[Source document]:
========================================

Option Basics

Greg Mockenhaupt ProEdge Risk Management Consultant 

Greg Mockenhaupt
ProEdge Risk Management Consultant

I’m sure many of you have heard different marketing gurus talking about selling grain and then buying a “call option”. As I discuss different trade strategies with producers, I find some of them interested in learning more about options. So I deemed the topic worthy of a blog entry. As you may recall, I wrote a blog on the Anatomy of an HTA as well if you would like to read it:   http://www.cvacoop.com/blog/the-anatomy-of-an-hta/

I plan to keep it basic and only discuss the call option and how it works for a producer in the above scenario. First things first, what is a call option? The owner of a call option has the right to buy corn at the strike price. The purchaser pays a “premium” or fee for this option.

For example, a producer buys a $4.00 call option. This gives the producer the “Option” to buy corn at $4.00. If the market currently sits at $3.50, then the $4.00 call option is essentially worthless. Why?  Who would pay $4.00 for corn when they can buy corn for $3.50. If the market was to rally to $5.00 and the producer has a $4.00 call option, that producer potential profits by $1.00 per bushel (minus premium and fees). The point here is that a call option is similar to buying back your corn but with no downside risk to speak of.

========================================

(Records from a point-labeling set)

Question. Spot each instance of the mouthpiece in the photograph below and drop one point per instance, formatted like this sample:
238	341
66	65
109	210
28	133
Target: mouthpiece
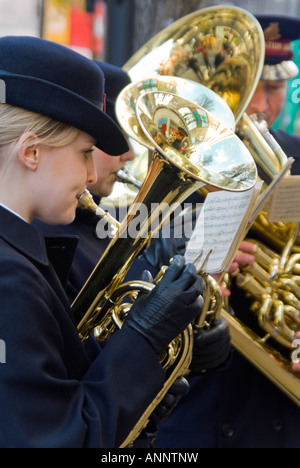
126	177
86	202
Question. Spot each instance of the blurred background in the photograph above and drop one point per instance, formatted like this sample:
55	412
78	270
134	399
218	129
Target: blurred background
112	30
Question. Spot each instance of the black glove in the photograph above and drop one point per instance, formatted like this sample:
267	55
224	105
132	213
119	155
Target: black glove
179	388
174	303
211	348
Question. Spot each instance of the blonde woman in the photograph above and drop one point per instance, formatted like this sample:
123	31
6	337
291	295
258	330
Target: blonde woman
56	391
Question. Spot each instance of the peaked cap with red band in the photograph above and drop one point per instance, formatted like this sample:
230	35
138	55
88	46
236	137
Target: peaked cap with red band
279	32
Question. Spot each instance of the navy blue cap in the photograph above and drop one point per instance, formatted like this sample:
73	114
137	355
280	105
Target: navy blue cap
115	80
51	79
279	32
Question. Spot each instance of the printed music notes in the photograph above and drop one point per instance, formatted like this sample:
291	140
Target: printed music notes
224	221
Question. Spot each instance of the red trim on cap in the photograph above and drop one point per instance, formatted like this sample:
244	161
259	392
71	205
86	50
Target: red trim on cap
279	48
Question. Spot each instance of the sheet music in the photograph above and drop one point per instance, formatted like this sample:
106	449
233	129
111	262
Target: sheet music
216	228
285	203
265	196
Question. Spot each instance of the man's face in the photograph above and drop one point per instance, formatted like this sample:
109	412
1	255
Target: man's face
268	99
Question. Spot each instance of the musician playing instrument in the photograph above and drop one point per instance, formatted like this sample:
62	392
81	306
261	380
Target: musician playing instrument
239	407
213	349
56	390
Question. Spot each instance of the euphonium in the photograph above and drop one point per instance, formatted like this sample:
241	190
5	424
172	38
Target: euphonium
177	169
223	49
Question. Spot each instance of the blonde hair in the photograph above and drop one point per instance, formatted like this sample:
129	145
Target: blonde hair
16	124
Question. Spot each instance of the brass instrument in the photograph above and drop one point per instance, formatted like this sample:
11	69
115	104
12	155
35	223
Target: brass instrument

========================================

[What you have to do]: Carry the blog post on call options forward from its last sentence, keeping its plain, explanatory tone.

[Final answer]:
Let’s talk downside, by selling corn the producer locks in a floor, or bottom. The call option keeps your upside potential open. For example, if a producers sells his corn for $3.65 cash today and buys a $3.80 call option for 10 cent premium, the lowest price for that corn is $3.55 ($3.65-.10 premium). However, if the market rallies prior into option expiration, say to $4.50, the producer would have made approximately 70 cents (the difference between $3.80 call option and 4.50 market). Thus giving him $4.25 cash for his corn ($3.65 cash +.70 profit -.10 premium).

Premium Basics

The premium of an option can be a bit confusing so here are some basics to understand how an option is valued. There are two factors in the price of an option, the intrinsic value and the time value.

Intrinsic value is the difference between the option value and the current market. For example, if December ’16 corn market price is $3.92 and you own a December $3.80 call option the intrinsic value is 12 cents. However, to purchase the $3.80 call option today would actually cost 35 cents. The additional 23 cents is the time value of the option. As expiration approaches, time value continues to proportionately erode.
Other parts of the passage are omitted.